#### [Written instruction]
Could you write out every entry exactly as it stands?

#### [Excerpts from point annotation data]
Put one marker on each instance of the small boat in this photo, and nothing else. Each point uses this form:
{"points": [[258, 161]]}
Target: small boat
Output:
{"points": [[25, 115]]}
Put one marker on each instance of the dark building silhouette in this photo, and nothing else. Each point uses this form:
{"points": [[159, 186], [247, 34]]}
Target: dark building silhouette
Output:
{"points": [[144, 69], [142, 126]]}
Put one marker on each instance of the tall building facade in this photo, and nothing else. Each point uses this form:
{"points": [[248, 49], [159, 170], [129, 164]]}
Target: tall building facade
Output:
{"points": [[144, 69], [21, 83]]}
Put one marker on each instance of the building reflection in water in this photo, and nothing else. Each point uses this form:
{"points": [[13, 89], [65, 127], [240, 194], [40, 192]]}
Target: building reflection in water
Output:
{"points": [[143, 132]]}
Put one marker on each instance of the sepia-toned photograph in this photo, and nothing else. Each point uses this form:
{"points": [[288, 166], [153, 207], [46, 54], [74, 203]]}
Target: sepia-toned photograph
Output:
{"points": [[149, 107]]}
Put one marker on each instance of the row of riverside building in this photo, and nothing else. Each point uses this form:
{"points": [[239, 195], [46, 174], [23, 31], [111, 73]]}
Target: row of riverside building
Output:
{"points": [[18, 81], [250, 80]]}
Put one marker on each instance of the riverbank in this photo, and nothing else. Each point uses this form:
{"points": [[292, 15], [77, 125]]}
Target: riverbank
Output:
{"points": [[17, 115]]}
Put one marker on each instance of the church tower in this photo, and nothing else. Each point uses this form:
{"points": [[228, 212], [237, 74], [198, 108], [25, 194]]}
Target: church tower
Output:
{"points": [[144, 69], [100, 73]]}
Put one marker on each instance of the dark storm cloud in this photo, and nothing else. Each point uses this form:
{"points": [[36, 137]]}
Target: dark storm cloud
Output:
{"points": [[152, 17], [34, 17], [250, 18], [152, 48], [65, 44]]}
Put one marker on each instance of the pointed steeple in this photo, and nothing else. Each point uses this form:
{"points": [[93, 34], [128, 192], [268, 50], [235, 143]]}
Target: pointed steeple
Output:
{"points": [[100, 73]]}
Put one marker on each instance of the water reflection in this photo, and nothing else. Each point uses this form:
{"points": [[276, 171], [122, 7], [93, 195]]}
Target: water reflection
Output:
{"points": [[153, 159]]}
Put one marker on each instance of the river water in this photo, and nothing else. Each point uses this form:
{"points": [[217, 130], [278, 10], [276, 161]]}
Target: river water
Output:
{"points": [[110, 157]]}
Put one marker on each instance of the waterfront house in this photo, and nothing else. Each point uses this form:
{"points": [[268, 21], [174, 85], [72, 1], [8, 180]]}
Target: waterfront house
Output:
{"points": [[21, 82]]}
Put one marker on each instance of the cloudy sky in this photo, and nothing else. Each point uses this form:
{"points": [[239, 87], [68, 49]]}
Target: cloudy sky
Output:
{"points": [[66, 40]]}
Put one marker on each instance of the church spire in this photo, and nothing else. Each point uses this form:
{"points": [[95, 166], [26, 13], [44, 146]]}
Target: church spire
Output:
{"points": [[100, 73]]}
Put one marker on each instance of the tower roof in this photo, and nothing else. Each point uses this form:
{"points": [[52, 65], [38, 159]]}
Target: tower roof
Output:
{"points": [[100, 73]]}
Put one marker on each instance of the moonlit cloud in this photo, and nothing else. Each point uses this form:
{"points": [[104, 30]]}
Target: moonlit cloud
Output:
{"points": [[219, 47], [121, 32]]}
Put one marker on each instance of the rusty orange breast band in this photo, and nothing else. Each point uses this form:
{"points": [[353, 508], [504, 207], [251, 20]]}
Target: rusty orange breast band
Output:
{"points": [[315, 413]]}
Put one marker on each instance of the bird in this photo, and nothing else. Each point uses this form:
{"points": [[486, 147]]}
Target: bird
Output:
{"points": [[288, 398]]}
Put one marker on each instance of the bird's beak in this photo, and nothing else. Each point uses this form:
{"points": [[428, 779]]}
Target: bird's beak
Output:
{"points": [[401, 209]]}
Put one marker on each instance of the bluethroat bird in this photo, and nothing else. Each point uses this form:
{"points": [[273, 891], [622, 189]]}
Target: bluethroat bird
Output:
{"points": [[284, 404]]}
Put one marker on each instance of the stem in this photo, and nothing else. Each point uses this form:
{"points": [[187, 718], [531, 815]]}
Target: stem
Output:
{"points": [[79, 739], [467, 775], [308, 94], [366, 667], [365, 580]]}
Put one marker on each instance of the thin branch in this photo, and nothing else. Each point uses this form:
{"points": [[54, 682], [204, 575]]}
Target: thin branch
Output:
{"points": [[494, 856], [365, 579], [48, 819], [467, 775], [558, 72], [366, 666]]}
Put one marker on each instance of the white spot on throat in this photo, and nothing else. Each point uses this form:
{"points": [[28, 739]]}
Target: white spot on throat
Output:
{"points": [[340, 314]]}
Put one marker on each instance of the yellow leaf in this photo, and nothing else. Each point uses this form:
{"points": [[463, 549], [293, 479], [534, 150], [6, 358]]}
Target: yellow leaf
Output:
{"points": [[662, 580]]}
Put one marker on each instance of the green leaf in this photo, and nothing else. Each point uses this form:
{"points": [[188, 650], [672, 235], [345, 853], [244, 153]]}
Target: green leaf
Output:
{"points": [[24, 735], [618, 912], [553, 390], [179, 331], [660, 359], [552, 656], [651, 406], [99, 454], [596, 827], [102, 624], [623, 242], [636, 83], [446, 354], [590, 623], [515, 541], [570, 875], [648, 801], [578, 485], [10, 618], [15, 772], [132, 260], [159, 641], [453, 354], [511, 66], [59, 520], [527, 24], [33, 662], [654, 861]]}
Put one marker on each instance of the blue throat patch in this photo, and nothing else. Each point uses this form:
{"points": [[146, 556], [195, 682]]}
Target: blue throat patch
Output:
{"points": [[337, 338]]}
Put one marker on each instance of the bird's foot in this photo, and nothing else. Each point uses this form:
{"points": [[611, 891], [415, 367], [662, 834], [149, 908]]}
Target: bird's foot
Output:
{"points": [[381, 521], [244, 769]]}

#### [Task result]
Put one marker on each instance of the small boat in this photo, and nothing else. Each point uses this form:
{"points": [[258, 161]]}
Target: small boat
Output:
{"points": [[25, 115]]}
Put one marker on each instance of the dark building silhouette in this photo, and nothing else. Each point uses this form:
{"points": [[159, 186], [247, 34]]}
Target: dark building silhouette
Output:
{"points": [[144, 69], [142, 126]]}
Put one marker on each instance of the tall building facade in this photo, and nothing else. Each point uses this form:
{"points": [[248, 49], [159, 170], [129, 164]]}
Target: tall building facade
Output:
{"points": [[144, 69], [21, 83]]}
Put one marker on each instance of the building reflection in water in this photo, and nothing else. Each point uses this form:
{"points": [[13, 89], [65, 127], [240, 194], [40, 192]]}
Target: building reflection in water
Output:
{"points": [[143, 132]]}
Put one marker on each instance of the sepia-toned photograph in this photo, and nothing else. Each point uses this form:
{"points": [[288, 166], [153, 207], [46, 54], [74, 203]]}
Target: sepia-toned photograph
Output:
{"points": [[149, 107]]}
Put one marker on each instance of the row of riverside building in this photo, and nothing else. Each point uses this form:
{"points": [[239, 195], [46, 174], [23, 31], [111, 73]]}
Target: row of riverside building
Output:
{"points": [[18, 81], [250, 80]]}
Put one marker on each instance of the riverbank in this photo, and nothing else. Each point uses this form:
{"points": [[292, 15], [77, 125]]}
Target: riverbank
Output:
{"points": [[17, 115]]}
Put one marker on each instance of the church tower in this photo, and nothing else. Each point uses this form:
{"points": [[228, 212], [237, 74], [198, 108], [25, 194]]}
Target: church tower
Output:
{"points": [[144, 69], [100, 73]]}
Put one marker on each instance of the dark storm cloud in this photo, and nothing else. Each point uses this form:
{"points": [[36, 137]]}
Target: dark storm cloud
Output:
{"points": [[152, 17], [34, 17], [250, 18], [152, 48], [65, 44]]}
Put one marker on each instance of the pointed steeple in this photo, and nothing else. Each point uses this form:
{"points": [[93, 34], [128, 192], [268, 50], [235, 143]]}
Target: pointed steeple
Output:
{"points": [[100, 73]]}
Put one marker on each instance of the water reflection in this photo, and nothing else. Each point uses this form:
{"points": [[276, 171], [122, 7], [93, 195]]}
Target: water reflection
Output:
{"points": [[153, 159]]}
Put one marker on each instance of the river water in this photo, and nothing else. Each point uses this form:
{"points": [[217, 130], [278, 10], [276, 161]]}
Target: river water
Output:
{"points": [[110, 157]]}
Put one marker on each instance of the waterfront house in this photo, and nothing else. Each point uses this form:
{"points": [[268, 21], [174, 85], [72, 1], [8, 180]]}
Target: waterfront house
Output:
{"points": [[21, 82]]}
Put one marker on each instance of the cloudy sky in this photo, and nothing else. Each point uses this form:
{"points": [[239, 87], [68, 49]]}
Target: cloudy sky
Output:
{"points": [[66, 40]]}
Put one marker on each instance of the church spire in this photo, and nothing else. Each point uses this form:
{"points": [[95, 166], [26, 13], [44, 146]]}
Target: church spire
Output:
{"points": [[100, 73]]}
Put one marker on each instance of the tower roof in this photo, and nothing else. Each point uses this form:
{"points": [[52, 65], [38, 159]]}
Target: tower roof
Output:
{"points": [[100, 73]]}
Put one marker on each instance of the moonlit cloud in this photo, and nothing else. Each point uses this form:
{"points": [[104, 30]]}
Target: moonlit cloud
Output:
{"points": [[219, 47], [121, 32]]}
Put one marker on each instance of the rusty orange breast band in this photo, and nothing else. Each point uses this form:
{"points": [[353, 508], [504, 207], [251, 20]]}
Target: rusty orange breast band
Output:
{"points": [[315, 413]]}
Put one marker on each instance of the bird in this photo, and nothing else. Each point uses this form:
{"points": [[486, 147]]}
Target: bird
Output:
{"points": [[288, 398]]}
Put one marker on each instance of the bird's beak in this photo, and nothing else. Each point uses this form:
{"points": [[428, 779]]}
Target: bird's beak
Output:
{"points": [[401, 209]]}
Put one marker on each instance of the bluethroat bird in this photo, and nothing else. Each point uses this form:
{"points": [[273, 891], [622, 189]]}
Target: bluethroat bird
Output:
{"points": [[284, 404]]}
Put one marker on each instance of the stem in this photo, and nothing else. Each point uses this form:
{"points": [[187, 718], [531, 815]]}
Target: stem
Output:
{"points": [[79, 739], [467, 775], [308, 94], [366, 667], [365, 580]]}
Put one marker on each instance of the thin branch in this photo, and nothing else. Each point uses this form:
{"points": [[54, 682], [204, 575]]}
Target: thin branch
Output:
{"points": [[494, 856], [365, 579], [48, 819], [467, 775], [558, 72], [366, 666]]}
Put one marker on each instance of the white spot on throat in this photo, and nothing else. Each point uses this form:
{"points": [[28, 739]]}
Target: white spot on throat
Output:
{"points": [[340, 314]]}
Put one marker on each instance of the yellow leaf in this photo, and nothing else. Each point uses this form:
{"points": [[463, 549], [293, 479], [534, 150], [6, 358]]}
Target: yellow leaf
Output:
{"points": [[662, 580]]}
Put one marker on each instance of the green leaf in this photo, and nothing else. Each point uses this form:
{"points": [[188, 650], [672, 235], [345, 853], [244, 153]]}
Target: green leaf
Output:
{"points": [[24, 735], [618, 912], [553, 390], [179, 331], [660, 359], [552, 656], [651, 406], [99, 454], [596, 827], [102, 624], [623, 242], [636, 83], [446, 354], [590, 623], [515, 541], [570, 875], [648, 801], [578, 485], [10, 618], [15, 772], [132, 260], [159, 641], [453, 354], [511, 66], [59, 520], [527, 24], [33, 662], [654, 861]]}
Put one marker on each instance of the blue throat patch in this photo, and nothing else. Each point uses this form:
{"points": [[146, 556], [195, 682]]}
Target: blue throat patch
Output:
{"points": [[337, 338]]}
Put one marker on each instance of the bird's foot in this photo, and nothing else. Each point uses this form:
{"points": [[611, 891], [415, 367], [662, 834], [149, 908]]}
Target: bird's foot
Output:
{"points": [[381, 521], [244, 769]]}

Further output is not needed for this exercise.